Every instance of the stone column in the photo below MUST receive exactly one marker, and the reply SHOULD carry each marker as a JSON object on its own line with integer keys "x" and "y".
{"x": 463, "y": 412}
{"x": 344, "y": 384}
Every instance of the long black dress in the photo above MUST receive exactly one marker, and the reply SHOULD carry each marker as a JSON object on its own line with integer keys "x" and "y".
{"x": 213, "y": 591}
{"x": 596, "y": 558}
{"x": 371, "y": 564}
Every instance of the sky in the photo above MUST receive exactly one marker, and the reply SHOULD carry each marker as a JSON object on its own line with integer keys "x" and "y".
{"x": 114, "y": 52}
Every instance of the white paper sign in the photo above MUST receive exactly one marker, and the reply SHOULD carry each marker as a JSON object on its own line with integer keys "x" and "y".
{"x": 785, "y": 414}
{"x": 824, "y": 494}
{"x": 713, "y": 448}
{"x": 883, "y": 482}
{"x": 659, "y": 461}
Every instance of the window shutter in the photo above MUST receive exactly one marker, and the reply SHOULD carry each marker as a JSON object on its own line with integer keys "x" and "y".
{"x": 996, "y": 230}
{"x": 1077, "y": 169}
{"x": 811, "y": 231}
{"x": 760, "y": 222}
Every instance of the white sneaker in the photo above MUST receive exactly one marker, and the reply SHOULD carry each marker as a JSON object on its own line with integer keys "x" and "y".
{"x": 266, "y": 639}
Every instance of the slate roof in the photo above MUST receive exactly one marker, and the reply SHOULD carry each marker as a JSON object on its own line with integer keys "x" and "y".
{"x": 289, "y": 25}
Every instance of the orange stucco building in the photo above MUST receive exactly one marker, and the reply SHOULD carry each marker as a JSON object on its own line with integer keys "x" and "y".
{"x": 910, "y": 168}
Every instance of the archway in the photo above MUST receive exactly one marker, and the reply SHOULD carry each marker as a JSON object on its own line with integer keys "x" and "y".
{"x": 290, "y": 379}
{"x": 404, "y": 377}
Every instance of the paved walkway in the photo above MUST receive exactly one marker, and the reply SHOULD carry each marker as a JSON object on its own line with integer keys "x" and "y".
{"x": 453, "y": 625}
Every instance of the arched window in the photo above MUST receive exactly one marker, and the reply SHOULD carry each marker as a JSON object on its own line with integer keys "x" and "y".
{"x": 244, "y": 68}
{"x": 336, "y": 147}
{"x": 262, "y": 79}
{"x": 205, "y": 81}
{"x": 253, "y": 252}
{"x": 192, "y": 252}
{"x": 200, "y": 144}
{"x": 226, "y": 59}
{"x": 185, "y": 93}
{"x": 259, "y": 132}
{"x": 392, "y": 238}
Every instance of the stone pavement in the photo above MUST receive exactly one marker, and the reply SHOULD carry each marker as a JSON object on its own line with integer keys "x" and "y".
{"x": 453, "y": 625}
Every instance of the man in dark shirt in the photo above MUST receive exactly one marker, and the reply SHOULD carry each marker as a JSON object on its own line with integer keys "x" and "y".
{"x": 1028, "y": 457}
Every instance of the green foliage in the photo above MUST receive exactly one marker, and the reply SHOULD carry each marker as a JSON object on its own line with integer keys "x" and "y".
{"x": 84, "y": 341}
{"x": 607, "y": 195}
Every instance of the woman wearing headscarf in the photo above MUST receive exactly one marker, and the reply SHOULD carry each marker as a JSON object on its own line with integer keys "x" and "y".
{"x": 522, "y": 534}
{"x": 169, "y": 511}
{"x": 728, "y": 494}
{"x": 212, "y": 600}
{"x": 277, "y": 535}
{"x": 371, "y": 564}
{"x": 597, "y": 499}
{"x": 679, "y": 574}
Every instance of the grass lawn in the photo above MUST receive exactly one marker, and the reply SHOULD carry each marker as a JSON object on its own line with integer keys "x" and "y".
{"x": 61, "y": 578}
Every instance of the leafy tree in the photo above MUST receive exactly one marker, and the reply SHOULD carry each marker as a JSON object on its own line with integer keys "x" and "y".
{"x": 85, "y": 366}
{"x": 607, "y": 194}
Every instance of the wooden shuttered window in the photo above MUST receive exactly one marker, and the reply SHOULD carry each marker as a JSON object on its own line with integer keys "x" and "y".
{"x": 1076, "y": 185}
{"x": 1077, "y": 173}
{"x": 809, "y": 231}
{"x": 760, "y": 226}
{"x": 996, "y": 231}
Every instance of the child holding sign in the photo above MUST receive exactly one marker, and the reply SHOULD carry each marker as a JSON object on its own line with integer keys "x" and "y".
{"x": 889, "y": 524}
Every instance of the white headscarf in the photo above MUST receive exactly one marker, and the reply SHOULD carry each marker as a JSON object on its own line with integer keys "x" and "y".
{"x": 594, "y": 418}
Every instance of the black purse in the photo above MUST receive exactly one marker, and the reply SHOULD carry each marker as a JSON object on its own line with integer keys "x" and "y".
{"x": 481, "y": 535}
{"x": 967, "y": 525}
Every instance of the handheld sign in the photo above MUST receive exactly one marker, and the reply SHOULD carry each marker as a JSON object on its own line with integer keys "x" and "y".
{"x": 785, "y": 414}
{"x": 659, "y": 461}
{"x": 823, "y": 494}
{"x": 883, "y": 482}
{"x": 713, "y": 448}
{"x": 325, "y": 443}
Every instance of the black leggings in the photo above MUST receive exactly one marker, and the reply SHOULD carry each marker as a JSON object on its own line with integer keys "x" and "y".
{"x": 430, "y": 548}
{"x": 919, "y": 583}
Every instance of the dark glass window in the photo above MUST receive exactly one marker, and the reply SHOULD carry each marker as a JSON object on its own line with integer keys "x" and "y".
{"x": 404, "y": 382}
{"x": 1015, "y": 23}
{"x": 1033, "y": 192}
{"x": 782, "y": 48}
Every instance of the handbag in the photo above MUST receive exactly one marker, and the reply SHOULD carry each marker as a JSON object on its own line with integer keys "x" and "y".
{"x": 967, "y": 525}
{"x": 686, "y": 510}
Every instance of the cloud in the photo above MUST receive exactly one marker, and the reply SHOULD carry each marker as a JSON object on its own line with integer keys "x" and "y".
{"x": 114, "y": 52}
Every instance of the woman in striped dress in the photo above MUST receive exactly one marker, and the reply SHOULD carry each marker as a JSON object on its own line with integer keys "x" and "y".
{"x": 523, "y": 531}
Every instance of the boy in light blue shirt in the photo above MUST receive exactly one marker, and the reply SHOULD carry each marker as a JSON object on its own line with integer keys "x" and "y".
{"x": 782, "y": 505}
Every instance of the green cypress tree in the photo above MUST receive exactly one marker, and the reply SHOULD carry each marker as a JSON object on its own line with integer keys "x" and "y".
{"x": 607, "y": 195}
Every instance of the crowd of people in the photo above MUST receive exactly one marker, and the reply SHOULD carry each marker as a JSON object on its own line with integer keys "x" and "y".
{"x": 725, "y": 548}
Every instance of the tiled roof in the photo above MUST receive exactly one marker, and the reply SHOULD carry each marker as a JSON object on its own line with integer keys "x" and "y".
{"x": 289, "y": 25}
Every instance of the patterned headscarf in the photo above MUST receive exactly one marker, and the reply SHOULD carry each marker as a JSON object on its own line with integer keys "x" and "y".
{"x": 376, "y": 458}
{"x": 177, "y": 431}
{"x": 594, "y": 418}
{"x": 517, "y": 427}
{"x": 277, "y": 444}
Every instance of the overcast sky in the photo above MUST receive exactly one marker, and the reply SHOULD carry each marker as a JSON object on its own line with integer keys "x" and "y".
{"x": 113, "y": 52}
--
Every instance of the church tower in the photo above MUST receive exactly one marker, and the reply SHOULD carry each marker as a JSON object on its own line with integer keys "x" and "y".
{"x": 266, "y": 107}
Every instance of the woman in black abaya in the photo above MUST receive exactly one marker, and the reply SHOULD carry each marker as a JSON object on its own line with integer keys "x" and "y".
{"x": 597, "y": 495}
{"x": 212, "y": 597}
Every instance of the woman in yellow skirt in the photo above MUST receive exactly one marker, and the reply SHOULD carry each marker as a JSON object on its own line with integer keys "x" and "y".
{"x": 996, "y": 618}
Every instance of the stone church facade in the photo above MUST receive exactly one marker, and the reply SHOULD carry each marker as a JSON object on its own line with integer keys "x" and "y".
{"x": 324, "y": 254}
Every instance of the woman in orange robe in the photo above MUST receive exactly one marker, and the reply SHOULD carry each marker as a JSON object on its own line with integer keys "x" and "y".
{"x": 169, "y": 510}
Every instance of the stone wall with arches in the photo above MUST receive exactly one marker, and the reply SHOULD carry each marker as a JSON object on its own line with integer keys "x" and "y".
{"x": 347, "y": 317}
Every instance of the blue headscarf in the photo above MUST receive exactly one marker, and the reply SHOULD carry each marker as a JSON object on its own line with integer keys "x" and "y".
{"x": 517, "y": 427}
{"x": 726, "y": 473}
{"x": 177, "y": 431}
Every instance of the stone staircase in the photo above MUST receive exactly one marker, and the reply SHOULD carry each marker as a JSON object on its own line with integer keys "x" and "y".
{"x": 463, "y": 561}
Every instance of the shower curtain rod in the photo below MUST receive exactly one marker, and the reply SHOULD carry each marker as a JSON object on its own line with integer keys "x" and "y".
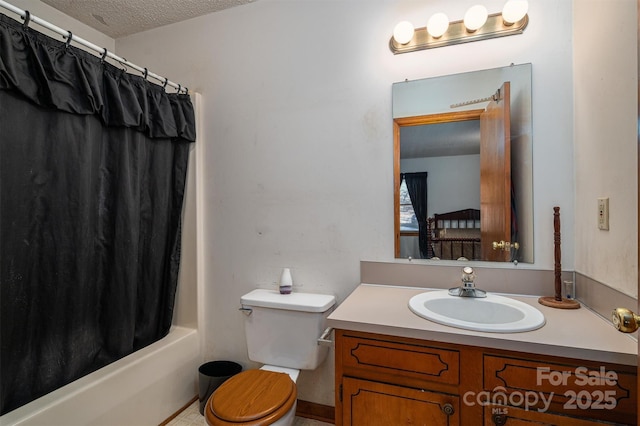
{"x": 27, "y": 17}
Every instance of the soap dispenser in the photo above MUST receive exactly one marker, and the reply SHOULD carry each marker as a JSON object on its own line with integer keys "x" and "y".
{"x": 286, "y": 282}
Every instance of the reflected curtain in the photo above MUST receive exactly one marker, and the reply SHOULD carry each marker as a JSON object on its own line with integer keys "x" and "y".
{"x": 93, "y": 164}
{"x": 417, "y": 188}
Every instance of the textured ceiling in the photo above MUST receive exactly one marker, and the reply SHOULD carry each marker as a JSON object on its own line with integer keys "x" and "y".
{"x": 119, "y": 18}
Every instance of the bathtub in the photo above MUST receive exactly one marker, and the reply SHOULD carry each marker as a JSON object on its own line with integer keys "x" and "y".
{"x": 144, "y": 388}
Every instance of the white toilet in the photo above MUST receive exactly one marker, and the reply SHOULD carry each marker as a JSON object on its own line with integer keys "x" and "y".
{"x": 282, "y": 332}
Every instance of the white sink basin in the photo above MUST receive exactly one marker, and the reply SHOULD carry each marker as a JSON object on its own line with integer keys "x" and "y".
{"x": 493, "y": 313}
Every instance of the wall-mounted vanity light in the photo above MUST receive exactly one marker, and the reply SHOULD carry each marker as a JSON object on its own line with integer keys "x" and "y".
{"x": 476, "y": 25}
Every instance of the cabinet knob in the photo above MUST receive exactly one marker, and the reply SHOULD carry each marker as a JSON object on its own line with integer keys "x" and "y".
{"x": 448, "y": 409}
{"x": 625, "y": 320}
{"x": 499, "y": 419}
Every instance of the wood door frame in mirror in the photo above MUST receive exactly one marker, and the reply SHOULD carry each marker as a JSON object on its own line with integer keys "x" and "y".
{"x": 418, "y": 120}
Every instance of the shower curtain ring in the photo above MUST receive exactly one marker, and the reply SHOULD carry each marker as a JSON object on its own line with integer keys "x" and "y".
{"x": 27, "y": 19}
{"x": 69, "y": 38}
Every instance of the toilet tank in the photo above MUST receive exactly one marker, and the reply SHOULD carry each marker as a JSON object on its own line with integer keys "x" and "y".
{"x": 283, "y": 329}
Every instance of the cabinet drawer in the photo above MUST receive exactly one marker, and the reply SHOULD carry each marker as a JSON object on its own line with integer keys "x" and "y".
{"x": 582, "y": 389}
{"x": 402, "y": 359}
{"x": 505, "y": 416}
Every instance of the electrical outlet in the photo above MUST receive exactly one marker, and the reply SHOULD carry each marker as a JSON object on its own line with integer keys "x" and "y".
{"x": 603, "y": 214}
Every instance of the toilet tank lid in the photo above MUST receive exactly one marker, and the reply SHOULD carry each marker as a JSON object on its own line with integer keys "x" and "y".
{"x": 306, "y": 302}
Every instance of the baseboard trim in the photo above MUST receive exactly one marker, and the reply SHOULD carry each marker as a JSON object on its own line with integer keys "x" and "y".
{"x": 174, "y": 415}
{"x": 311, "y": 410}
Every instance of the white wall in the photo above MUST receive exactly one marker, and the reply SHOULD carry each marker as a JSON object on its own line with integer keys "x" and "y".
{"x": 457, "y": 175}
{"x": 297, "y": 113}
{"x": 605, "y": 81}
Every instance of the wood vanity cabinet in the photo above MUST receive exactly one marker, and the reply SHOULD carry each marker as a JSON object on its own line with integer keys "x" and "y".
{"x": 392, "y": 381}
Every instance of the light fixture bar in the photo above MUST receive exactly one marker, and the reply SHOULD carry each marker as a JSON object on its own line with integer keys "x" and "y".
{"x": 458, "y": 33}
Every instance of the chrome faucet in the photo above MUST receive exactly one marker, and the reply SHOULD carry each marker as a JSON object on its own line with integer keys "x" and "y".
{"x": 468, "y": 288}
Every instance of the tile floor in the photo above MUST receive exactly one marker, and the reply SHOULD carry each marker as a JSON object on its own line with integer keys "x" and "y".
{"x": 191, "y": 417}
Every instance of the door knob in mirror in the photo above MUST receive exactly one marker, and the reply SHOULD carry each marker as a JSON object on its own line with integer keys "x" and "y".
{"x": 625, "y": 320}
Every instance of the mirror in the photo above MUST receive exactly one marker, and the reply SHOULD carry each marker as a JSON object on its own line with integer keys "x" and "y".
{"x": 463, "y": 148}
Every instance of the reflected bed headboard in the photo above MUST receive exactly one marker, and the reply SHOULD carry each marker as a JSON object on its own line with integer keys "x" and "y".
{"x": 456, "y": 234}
--
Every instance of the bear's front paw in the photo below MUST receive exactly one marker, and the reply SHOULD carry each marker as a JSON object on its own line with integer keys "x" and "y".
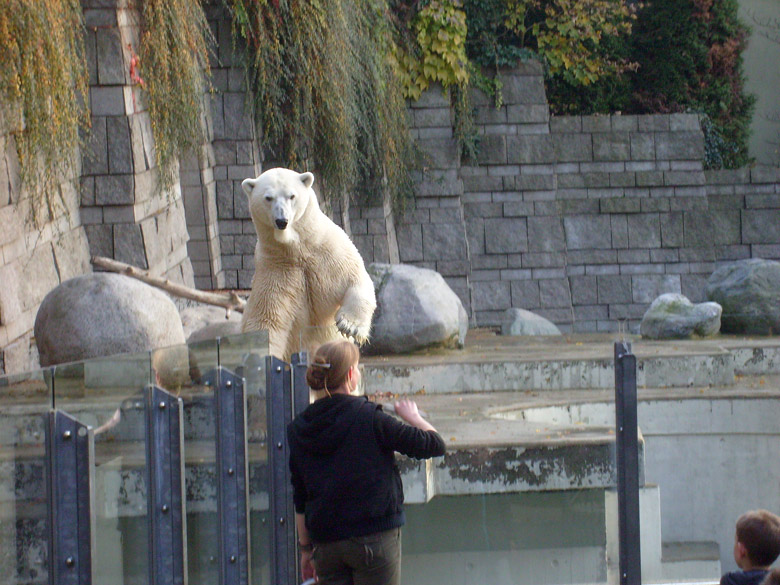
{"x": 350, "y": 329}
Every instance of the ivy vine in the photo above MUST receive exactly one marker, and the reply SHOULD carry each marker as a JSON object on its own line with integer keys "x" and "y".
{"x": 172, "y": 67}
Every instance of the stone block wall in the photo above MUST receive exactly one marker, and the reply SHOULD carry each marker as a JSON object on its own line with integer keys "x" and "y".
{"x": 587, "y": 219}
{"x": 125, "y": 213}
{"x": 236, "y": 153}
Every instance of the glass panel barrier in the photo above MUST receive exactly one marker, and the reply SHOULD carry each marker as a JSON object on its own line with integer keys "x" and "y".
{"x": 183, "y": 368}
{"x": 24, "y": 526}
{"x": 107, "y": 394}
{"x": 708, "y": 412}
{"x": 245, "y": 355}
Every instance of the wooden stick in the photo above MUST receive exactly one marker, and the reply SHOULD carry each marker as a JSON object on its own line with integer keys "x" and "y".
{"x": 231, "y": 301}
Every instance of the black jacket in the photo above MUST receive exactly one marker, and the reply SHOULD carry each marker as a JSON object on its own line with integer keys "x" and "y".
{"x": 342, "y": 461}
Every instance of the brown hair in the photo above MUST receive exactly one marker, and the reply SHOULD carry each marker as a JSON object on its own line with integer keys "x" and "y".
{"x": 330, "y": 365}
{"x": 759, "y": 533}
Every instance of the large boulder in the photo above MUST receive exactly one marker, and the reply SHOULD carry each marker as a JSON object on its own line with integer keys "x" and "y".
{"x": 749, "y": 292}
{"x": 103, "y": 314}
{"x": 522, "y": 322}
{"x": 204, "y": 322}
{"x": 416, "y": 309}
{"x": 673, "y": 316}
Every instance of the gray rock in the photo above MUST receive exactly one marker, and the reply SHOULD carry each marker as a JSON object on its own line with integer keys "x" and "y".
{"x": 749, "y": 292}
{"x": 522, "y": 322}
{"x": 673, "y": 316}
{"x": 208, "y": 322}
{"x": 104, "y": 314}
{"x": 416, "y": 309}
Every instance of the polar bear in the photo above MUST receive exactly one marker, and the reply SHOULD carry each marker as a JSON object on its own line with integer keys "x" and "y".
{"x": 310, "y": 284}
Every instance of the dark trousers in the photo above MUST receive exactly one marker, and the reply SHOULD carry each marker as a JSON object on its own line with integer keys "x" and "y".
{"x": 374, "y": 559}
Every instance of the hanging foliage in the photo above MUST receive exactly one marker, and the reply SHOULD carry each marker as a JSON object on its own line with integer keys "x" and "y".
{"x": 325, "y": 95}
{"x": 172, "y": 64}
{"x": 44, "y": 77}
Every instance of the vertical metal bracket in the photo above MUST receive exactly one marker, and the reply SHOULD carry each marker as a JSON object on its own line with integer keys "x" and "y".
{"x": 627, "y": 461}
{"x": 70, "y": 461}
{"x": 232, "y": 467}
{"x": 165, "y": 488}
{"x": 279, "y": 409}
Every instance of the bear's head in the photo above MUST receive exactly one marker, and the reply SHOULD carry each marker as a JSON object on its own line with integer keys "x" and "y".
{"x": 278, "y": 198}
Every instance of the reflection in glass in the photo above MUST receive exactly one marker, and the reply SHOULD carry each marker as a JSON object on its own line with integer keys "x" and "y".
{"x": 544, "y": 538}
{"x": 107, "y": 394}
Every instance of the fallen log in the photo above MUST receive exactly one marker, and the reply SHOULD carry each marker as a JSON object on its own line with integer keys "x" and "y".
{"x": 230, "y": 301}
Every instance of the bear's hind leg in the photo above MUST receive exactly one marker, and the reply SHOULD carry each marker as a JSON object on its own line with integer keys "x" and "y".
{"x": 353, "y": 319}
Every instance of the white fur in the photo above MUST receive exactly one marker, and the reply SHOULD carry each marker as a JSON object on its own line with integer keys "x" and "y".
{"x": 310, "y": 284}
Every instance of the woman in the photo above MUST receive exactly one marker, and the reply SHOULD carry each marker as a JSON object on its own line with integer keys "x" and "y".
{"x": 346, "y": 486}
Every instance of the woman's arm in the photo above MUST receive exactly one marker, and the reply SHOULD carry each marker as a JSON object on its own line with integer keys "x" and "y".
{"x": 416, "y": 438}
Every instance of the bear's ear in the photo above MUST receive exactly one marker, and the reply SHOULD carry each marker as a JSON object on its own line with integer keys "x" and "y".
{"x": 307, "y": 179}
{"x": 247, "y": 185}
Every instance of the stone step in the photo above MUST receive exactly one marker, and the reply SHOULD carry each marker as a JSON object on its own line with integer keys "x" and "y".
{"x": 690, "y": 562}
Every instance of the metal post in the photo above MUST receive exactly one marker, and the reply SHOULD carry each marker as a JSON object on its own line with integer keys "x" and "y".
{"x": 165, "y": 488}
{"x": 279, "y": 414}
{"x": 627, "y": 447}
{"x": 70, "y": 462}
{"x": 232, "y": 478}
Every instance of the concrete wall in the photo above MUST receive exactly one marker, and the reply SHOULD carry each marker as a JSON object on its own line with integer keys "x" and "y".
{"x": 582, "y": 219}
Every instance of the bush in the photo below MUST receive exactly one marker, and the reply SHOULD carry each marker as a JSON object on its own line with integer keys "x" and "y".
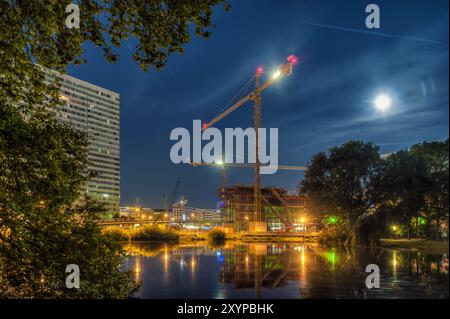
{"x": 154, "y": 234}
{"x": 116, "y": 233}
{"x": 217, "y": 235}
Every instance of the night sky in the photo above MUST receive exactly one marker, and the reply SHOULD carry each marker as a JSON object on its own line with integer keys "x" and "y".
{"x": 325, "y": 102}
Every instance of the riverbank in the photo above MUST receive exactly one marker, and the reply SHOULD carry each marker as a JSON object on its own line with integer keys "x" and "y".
--
__YOUR TASK__:
Above are some records. Reproduce the lines from the one with "Every instance of the woman's" down to the one with "Every instance of the riverbank", keeping both, and leave every picture out.

__SOLUTION TO THE PROBLEM__:
Every instance of the woman's arm in the photo above MUST receive exactly one marker, and the reply SHOULD carry each marker as a JSON object on its own line with integer keys "x" and "y".
{"x": 416, "y": 438}
Every instance of the bear's ear in the photo above MUST receive exactly one marker, and the reply SHOULD carry each marker as a JSON object on its own line with integer keys "x" and "y".
{"x": 307, "y": 179}
{"x": 247, "y": 185}
Every instance of the stone step in the photo above MUST receive exactly one marker, and the reply SHOULD carry each marker as a JSON object on its own line with integer keys "x" and "y".
{"x": 690, "y": 562}
Every instance of the metal post in the photo above MUST receive exactly one marker, and the reply SHOULD carry each marker as a JSON object on its own line with integer keys "x" and "y".
{"x": 165, "y": 488}
{"x": 279, "y": 414}
{"x": 627, "y": 447}
{"x": 70, "y": 462}
{"x": 232, "y": 478}
Every instance of the concrete wall in the photo above MUST receive exactly one marker, and the reply SHOULD carry each marker as a JSON object on its own line with integer keys "x" and "y".
{"x": 582, "y": 219}
Every instance of the bush in the photo below MUST receive exactly one marker, and the reply SHOULD carry each marker as a JSON object on its own line with integer keys "x" and "y".
{"x": 154, "y": 234}
{"x": 116, "y": 233}
{"x": 217, "y": 235}
Every instance of the night sky in the photo above MUST receive exactly one marker, and the reply SHOULD carry each marker as a JSON object on its own line with integer keys "x" and "y".
{"x": 325, "y": 102}
Every instance of the riverbank in the photo above MUST receive exactly one marker, and the reply SHOULD carry each marker as a JSON object on its own line with integer keys "x" and "y".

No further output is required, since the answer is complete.